=== YOUR OBJECTIVE ===
Rewrite the rows below with each "rough" switched to "coarse", leaving everything else unchanged.

(RECORDS)

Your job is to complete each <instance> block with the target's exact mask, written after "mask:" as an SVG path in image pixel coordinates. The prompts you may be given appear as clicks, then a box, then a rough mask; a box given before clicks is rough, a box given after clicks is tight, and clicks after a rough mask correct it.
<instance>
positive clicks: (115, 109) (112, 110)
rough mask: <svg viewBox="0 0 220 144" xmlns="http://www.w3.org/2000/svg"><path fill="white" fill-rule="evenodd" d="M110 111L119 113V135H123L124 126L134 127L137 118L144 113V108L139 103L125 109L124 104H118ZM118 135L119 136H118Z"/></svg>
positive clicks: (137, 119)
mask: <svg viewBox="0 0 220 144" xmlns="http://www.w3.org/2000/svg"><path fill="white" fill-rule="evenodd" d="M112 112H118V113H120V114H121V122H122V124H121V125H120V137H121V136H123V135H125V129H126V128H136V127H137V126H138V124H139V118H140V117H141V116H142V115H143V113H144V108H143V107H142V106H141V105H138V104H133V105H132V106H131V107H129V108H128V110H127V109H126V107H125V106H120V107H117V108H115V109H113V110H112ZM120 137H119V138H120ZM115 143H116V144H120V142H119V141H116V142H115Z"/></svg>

(End RECORDS)

=== RESPONSE AREA ===
Your job is to complete each <instance> block with the target's exact mask, written after "mask:" as an SVG path in image pixel coordinates. The prompts you may be given appear as clicks, then a box, then a coarse mask; a box given before clicks is coarse, a box given after clicks is tight, and clicks after a coarse mask correct it.
<instance>
positive clicks: (115, 109) (112, 110)
coarse mask: <svg viewBox="0 0 220 144" xmlns="http://www.w3.org/2000/svg"><path fill="white" fill-rule="evenodd" d="M110 111L119 113V135H123L124 126L134 127L137 118L144 113V108L139 103L125 109L124 104H118ZM118 135L119 136H118Z"/></svg>
positive clicks: (137, 119)
mask: <svg viewBox="0 0 220 144" xmlns="http://www.w3.org/2000/svg"><path fill="white" fill-rule="evenodd" d="M112 112H118V113H120V114H121V122H122V124H121V125H120V137H121V136H123V135H125V129H126V128H136V127H137V126H138V124H139V118H140V117H141V116H142V115H143V113H144V108H143V107H142V106H141V105H138V104H133V105H132V106H131V107H129V108H128V110H127V109H126V107H125V106H120V107H117V108H115V109H113V110H112ZM120 137H119V138H120ZM115 143H116V144H120V142H119V141H116V142H115Z"/></svg>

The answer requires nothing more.